(Items from a data source)
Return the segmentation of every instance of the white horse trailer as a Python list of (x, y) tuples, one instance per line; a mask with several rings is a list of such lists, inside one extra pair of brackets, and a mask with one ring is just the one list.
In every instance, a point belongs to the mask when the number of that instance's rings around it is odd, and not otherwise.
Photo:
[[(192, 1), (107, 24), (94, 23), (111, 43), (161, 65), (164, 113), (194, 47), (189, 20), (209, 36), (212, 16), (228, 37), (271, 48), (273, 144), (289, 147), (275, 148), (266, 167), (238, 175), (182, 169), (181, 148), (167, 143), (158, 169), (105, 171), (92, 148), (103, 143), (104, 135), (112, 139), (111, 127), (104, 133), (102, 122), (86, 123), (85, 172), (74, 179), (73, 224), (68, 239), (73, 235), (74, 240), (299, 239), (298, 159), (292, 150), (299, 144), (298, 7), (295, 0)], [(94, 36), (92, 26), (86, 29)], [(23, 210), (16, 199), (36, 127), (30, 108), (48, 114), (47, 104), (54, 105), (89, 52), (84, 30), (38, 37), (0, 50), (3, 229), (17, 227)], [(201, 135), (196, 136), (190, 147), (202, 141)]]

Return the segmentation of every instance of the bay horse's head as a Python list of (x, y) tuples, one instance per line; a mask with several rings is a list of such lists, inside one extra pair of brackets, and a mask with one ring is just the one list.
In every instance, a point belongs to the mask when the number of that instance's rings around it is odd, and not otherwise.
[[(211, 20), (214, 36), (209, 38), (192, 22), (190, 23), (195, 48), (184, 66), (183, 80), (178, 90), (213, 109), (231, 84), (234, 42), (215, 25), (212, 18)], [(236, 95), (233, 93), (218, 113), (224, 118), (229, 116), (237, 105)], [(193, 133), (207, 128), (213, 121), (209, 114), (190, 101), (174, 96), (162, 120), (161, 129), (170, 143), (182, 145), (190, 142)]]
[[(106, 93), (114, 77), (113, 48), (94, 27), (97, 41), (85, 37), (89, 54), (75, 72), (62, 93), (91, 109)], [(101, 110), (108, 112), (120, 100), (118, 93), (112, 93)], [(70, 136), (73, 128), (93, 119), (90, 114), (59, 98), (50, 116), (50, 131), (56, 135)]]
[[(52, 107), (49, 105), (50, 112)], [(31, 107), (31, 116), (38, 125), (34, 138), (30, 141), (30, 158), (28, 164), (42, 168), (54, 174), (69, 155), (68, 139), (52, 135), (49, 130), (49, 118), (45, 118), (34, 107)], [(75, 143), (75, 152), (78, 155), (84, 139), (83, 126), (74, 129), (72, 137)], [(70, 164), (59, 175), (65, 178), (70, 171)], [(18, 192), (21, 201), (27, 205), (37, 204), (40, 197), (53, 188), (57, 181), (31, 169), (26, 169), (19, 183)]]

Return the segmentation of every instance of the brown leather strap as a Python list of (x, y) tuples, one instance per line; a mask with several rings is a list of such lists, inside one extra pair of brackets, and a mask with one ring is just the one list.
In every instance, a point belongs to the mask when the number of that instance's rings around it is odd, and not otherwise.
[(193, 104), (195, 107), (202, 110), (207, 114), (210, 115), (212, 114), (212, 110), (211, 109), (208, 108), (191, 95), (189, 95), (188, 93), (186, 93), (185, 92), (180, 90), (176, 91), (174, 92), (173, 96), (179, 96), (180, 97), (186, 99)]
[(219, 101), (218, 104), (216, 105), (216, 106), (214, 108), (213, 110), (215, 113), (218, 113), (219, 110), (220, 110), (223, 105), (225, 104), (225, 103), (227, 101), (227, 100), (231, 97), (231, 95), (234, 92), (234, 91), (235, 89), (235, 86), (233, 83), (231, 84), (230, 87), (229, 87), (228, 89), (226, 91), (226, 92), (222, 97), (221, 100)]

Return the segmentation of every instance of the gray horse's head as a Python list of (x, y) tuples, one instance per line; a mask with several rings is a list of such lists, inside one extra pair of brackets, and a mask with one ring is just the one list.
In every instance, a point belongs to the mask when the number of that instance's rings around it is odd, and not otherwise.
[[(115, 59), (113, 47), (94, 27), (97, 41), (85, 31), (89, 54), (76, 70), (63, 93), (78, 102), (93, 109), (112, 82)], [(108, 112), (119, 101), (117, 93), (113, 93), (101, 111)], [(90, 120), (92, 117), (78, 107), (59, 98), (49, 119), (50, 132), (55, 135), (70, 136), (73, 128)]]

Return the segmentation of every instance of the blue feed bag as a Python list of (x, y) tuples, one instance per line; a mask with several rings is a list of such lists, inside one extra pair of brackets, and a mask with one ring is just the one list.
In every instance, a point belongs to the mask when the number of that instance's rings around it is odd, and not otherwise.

● GOAL: Copy out every line in the stretch from the line containing "Return the segmentation of every instance of the bay" through the line containing "169), (19, 183)]]", changing nothing except that each x and y coordinate in the answers is shifted by -112.

● REPLY:
Return the segmentation of every instance of the bay horse's head as a Python list of (x, y) tuples, one instance per line; a mask with several rings is a list of such lists, inside one extra pair of brackets, and a mask with one ring is just the one list.
In every instance, a point belongs to the mask when the number of that instance's rings around it is odd, and not otherwise.
[[(99, -92), (102, -76), (97, -74), (80, -90), (78, -89), (83, -64), (72, -46), (71, -32), (66, -22), (101, -3), (119, -28), (122, -70), (103, -87), (100, -94)], [(124, -17), (121, -19), (106, 1), (112, 6), (117, 4), (125, -7)], [(81, 21), (95, 16), (101, 9), (97, 2), (78, -11), (62, -16), (50, 8), (49, 17), (58, 31), (70, 33), (78, 30)]]
[[(-6, -19), (2, -35), (1, -64), (-18, -85), (-15, -71), (-27, -75), (-23, -58), (-37, -40), (-50, -19), (-21, -3)], [(-11, -2), (-4, 0), (8, -12), (6, -19), (0, -19)], [(-42, 24), (-39, 16), (-19, 7), (-22, 2), (-53, -14), (-62, 4), (-62, 19), (-56, 23)]]
[[(-60, -5), (-63, -7), (-62, 0)], [(-81, -5), (-81, 4), (-74, 13), (-78, 26), (-82, 29), (-82, 46), (-84, 52), (-70, 56), (-58, 62), (-43, 43), (-44, 27), (-60, 23), (-63, 18), (-63, 6), (-67, 6), (-78, -5)], [(-37, 31), (-37, 40), (-34, 43), (-28, 27), (-29, 14), (-38, 17), (-40, 25)], [(-42, 52), (-53, 63), (-47, 66), (-42, 59)], [(-94, 80), (-91, 89), (-85, 93), (-75, 92), (-72, 85), (-59, 76), (-55, 69), (-81, 57), (-86, 57), (-93, 71)]]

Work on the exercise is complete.